* [DESCRIPTION OF THE TASK]: Pull out every line in the entries below that contains the string "club", treating uppercase and lowercase as different.

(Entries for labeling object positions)
-- Start --
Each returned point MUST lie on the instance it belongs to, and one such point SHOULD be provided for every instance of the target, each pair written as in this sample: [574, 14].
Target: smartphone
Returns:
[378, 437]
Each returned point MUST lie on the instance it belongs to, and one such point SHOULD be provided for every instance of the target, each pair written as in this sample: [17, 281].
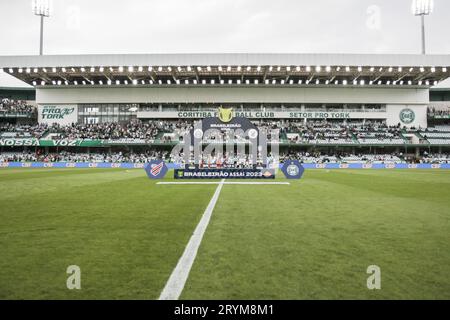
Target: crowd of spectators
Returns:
[8, 130]
[16, 106]
[222, 159]
[441, 112]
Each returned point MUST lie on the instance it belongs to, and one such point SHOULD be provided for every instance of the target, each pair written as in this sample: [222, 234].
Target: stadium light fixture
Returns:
[422, 8]
[41, 8]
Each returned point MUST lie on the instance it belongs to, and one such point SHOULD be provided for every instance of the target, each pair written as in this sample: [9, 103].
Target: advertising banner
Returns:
[62, 115]
[224, 174]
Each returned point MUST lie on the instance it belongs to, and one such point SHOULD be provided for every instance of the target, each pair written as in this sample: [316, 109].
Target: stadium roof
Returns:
[229, 69]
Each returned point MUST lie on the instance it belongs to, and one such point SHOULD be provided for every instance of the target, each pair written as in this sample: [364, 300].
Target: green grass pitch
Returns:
[313, 239]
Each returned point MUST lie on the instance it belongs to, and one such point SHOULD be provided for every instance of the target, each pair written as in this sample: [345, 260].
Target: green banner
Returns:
[33, 142]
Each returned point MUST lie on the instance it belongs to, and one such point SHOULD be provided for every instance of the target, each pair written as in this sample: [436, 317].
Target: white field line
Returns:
[224, 182]
[177, 279]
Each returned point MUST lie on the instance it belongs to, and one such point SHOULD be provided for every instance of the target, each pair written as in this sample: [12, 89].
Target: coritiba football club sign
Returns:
[226, 147]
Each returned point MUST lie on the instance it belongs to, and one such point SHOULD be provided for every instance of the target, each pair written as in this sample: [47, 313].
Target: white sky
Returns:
[186, 26]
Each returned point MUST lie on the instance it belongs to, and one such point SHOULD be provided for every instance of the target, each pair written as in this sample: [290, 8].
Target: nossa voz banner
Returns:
[31, 142]
[60, 114]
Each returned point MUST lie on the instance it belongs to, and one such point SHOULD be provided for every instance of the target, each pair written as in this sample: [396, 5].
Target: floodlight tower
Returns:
[422, 8]
[41, 8]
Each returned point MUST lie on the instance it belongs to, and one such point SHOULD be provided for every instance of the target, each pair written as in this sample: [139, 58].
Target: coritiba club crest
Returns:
[225, 114]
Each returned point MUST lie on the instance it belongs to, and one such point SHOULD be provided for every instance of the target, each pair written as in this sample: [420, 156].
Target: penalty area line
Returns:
[177, 279]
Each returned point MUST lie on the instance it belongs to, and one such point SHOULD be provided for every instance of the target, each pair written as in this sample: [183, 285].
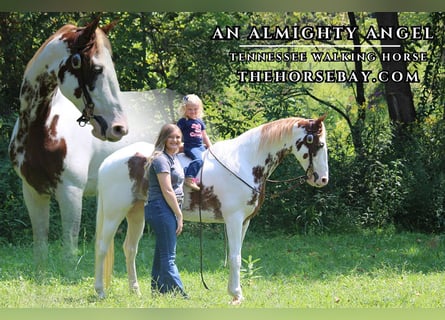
-- End --
* [REPLY TO THE EXERCISE]:
Target: coritiba football club sign
Target: coritiba club crest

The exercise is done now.